* **What is asked**:
Output the material word for word. Leave each picture out.

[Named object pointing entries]
^^^^^^^^

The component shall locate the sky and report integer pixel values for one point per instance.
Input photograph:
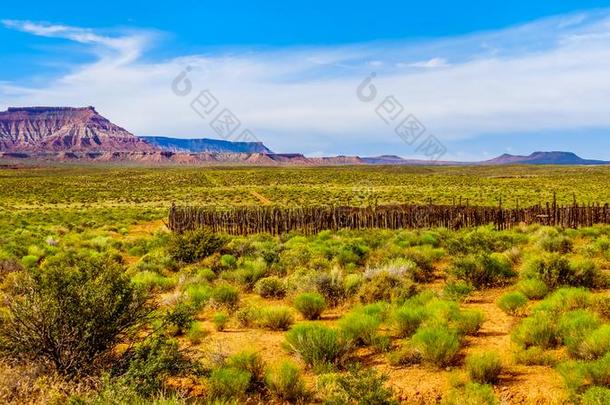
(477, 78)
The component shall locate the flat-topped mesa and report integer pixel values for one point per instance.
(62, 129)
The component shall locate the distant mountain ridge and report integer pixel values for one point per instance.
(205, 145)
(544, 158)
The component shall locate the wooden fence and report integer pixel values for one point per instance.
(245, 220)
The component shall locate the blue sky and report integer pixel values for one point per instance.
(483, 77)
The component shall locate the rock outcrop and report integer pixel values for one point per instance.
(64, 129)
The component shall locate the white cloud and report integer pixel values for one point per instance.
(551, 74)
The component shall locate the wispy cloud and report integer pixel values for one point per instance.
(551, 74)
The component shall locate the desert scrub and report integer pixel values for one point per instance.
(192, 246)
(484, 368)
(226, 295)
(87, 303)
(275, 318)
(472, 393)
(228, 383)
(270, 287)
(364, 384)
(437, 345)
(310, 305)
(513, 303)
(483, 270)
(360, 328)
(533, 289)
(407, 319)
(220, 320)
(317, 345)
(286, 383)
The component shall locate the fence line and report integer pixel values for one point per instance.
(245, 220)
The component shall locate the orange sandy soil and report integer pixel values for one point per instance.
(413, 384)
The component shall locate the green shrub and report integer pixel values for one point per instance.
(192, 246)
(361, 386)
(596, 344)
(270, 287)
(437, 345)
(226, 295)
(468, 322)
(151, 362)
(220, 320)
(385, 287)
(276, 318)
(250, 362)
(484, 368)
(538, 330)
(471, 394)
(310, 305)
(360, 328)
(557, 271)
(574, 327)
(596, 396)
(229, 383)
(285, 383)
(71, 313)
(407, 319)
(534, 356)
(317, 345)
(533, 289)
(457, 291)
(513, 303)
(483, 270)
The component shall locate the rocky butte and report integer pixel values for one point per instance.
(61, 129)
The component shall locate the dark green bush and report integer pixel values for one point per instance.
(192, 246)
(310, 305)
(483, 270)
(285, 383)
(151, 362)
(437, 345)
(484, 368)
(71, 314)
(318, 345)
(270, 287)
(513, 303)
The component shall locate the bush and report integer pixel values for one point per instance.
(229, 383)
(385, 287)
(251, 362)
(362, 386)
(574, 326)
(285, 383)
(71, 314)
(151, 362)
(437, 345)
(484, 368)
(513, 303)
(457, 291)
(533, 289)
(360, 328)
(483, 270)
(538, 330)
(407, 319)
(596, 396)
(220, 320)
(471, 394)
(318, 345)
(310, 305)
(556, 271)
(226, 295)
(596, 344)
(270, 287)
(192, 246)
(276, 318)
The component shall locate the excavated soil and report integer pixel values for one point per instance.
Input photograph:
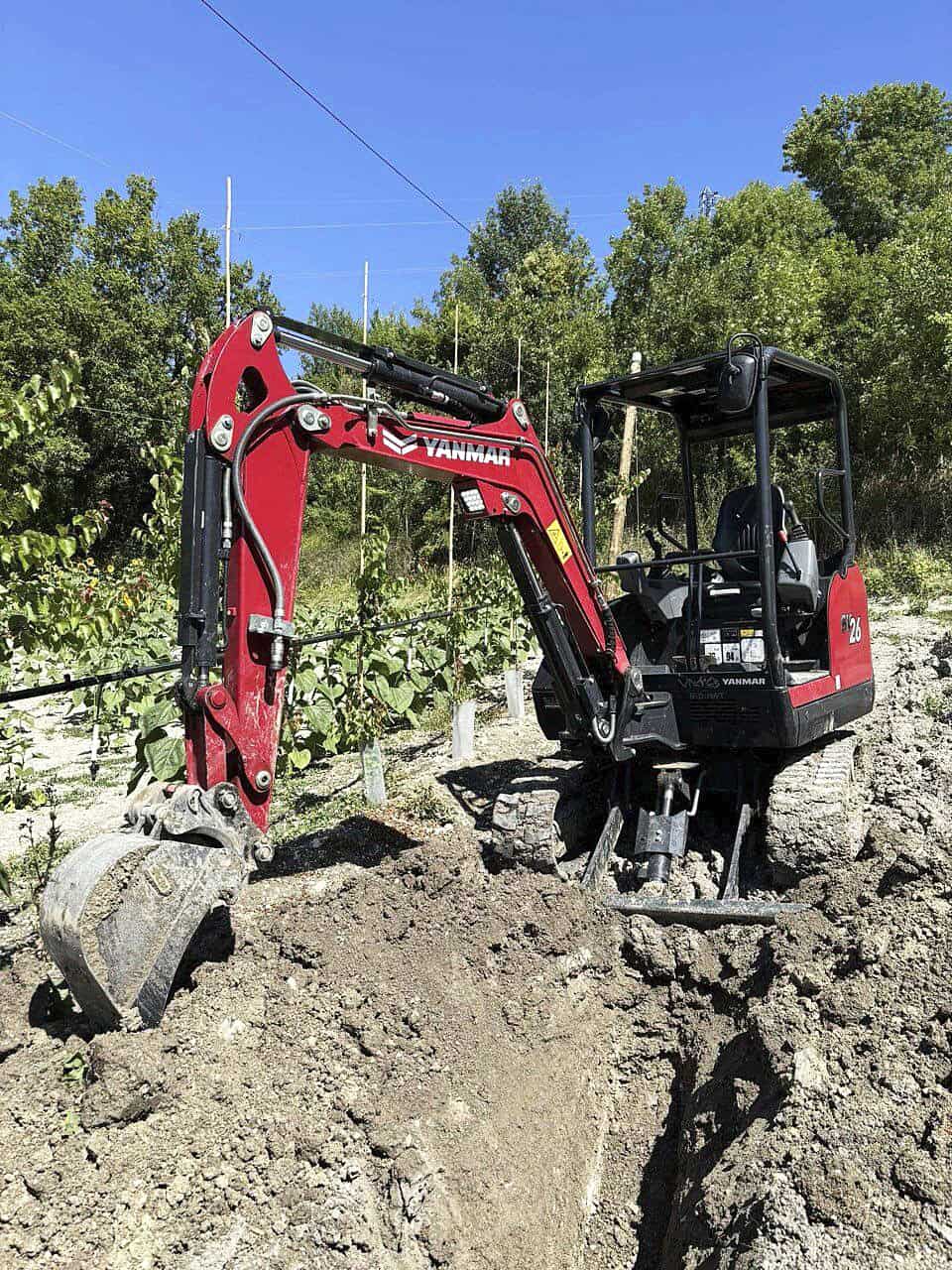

^^^^^^^^

* **Result**:
The component shall locate the sky and report integer pixel values for one point per instance.
Input photograph:
(477, 78)
The component shall locate the flat-topped mesa and report integer pixel values for one point per instance.
(62, 129)
The component shall locate the distant mountain ridge and report integer pixel values for one point per instance.
(205, 145)
(544, 158)
The component shall locate the wooden fence and report integer pixel values for one point per instance.
(245, 220)
The component shall locate the blue sky and report integer pixel values for one point per instance.
(483, 77)
The component shall locate the rock outcrop and report integer pixel values for one point per instance.
(64, 129)
The component shall locate the white cloud and report integer pixel values for one point per instance.
(551, 74)
The component shall locate the wispy cloud and report integer pixel values for one point per instance.
(551, 74)
The component shall locate the desert scrub and report integer pixel values for one point per instance.
(192, 246)
(484, 368)
(226, 295)
(87, 303)
(275, 318)
(472, 393)
(228, 383)
(270, 287)
(364, 384)
(437, 345)
(310, 305)
(513, 303)
(483, 270)
(360, 328)
(533, 289)
(407, 319)
(220, 320)
(317, 345)
(286, 383)
The component shall locate the fence line and report integer pixel values for one point per instance.
(245, 220)
The component shall locate the orange sandy soil and report integer pixel values for one point per instance.
(413, 384)
The component shall locate the green shrub and report integer pixel values for one point per instance.
(192, 246)
(361, 386)
(596, 344)
(270, 287)
(437, 345)
(226, 295)
(468, 322)
(151, 362)
(220, 320)
(385, 287)
(276, 318)
(250, 362)
(484, 368)
(538, 330)
(471, 394)
(310, 305)
(360, 328)
(557, 271)
(574, 327)
(596, 396)
(229, 383)
(285, 383)
(71, 313)
(407, 319)
(534, 356)
(317, 345)
(533, 289)
(457, 291)
(513, 303)
(483, 270)
The component shall locate the rocky butte and report integer pixel values for one point per instance.
(61, 129)
The component shall locate the dark green bush and report integer pixel values for one point per instance.
(192, 246)
(310, 305)
(483, 270)
(285, 383)
(151, 362)
(437, 345)
(484, 368)
(71, 314)
(318, 345)
(270, 287)
(513, 303)
The component shall locate the bush and report integer pixel values for one point per instance.
(229, 383)
(385, 287)
(251, 362)
(362, 386)
(574, 326)
(285, 383)
(71, 314)
(151, 362)
(437, 345)
(484, 368)
(513, 303)
(457, 291)
(533, 289)
(360, 328)
(483, 270)
(538, 330)
(407, 319)
(596, 396)
(220, 320)
(471, 394)
(318, 345)
(310, 305)
(556, 271)
(226, 295)
(596, 344)
(270, 287)
(192, 246)
(276, 318)
The component shall locate the excavated soil and report integer pixel values for one point per instance.
Input photograph:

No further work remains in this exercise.